Hi @tobiasko , can you send me your script and the log from IonQuant?
Thanks,
Fengchao
Hi @fcyu Does IonQuant write any log files? Can't see any.
It prints some info to console. If you were using FragPipe, FragPipe would save it to a file. If not, you may need to redirect the printed info to a file.
If you don't have it now, you can send me your command/shell script first.
Best,
Fengchao
I repeated only the IonQuant execution and redirected std out and std error to a file.
tobiasko@Tobiass-MBP:~/Downloads > head ionquant.1.txt
IonQuant version IonQuant-1.0.0
Batmass-IO version 1.17.2
timsdata library version timsdata-2-4-4
(c) University of Michigan
System OS: Linux, Architecture: amd64
Java Info: 1.8.0_242, OpenJDK 64-Bit Server VM, Oracle Corporation
JVM started with 28 GB memory
2020-04-03 17:21:58 [INFO] - Parameters:
2020-04-03 17:21:58 [INFO] - threads = 128
2020-04-03 17:21:58 [INFO] - mztol = 10.0
ionquant.1.txt std error was empty.
The bash script for FragPipe functionality is (had to rename to .txt for upload):
@fcyu I just had the idea to review a log file that was written by FragPipe on Windows. Could it be that the unix script you published is...let's say far away from what FragPipe does (more like a skeleton)? At least I can see some striking difference in how data is organised into folders and how workspaces are handled. What is the logic we have to follow?
Hi @tobiasko ,
You need to provide --psm
and the corresponding psm.tsv
path. Without --psm
flag, IonQuant would quantify all PSMs in the pepXML then stop, because it didn't know where to find the tsv tables.
You may check the example I gave you again.

(Exercise requirements)
1. In the IonQuant forum thread, how much memory was the JVM started with?
2. Copy the passage of the IonQuant forum thread starting with "Hi @tobiasko , can" and going on through "info to a file.".
3. Carry on the IonQuant forum thread past its final line.
The data that comes next is from a separate source.

(Data shown)
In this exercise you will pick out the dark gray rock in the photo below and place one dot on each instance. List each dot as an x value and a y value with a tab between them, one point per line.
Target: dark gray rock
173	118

(Written responses)
1. 28 GB

2.
Hi @tobiasko , can you send me your script and the log from IonQuant?
Thanks,
Fengchao
Hi @fcyu Does IonQuant write any log files? Can't see any.
It prints some info to console. If you were using FragPipe, FragPipe would save it to a file. If not, you may need to redirect the printed info to a file.

3.
Best,
Fengchao
For an multi-experiments like this:
The command would be
java -Xmx32g -jar ionquant.jar --psm exp_1\psm.tsv --psm exp_2\psm.tsv --psm exp_3\psm.tsv --psm exp_4\psm.tsv --multidir ./ F:\data\Bruker\20180819_TIMS2_12-2_AnBr_SA_200ng_HeLa_50cm_120min_100ms_11CT_1_A1_01_2767.d exp_1\20180819_TIMS2_12-2_AnBr_SA_200ng_HeLa_50cm_120min_100ms_11CT_1_A1_01_2767.pepXML F:\data\Bruker\20180819_TIMS2_12-2_AnBr_SA_200ng_HeLa_50cm_120min_100ms_11CT_3_A1_01_2769.d exp_3\20180819_TIMS2_12-2_AnBr_SA_200ng_HeLa_50cm_120min_100ms_11CT_3_A1_01_2769.pepXML F:\data\Bruker\20180819_TIMS2_12-2_AnBr_SA_200ng_HeLa_50cm_120min_100ms_11CT_2_A1_01_2768.d exp_2\20180819_TIMS2_12-2_AnBr_SA_200ng_HeLa_50cm_120min_100ms_11CT_2_A1_01_2768.pepXML F:\data\Bruker\20180819_TIMS2_12-2_AnBr_SA_200ng_HeLa_50cm_120min_100ms_11CT_4_A1_01_2770.d exp_4\20180819_TIMS2_12-2_AnBr_SA_200ng_HeLa_50cm_120min_100ms_11CT_4_A1_01_2770.pepXML
In this example, the
exp_1
,exp_2
,exp_3
, andexp_4
folders should be exist and you are in the parent folder (i.e.,./
).Best,
Fengcao
@fcyu I just had the idea to review a log file that was written by FragPipe on Windows. Could it be that the unix script you published is...let's say far away from what FragPipe does (more like a skeleton)? At least I can see some striking difference in how data is organised into folders and how workspaces are handled. What is the logic we have to follow?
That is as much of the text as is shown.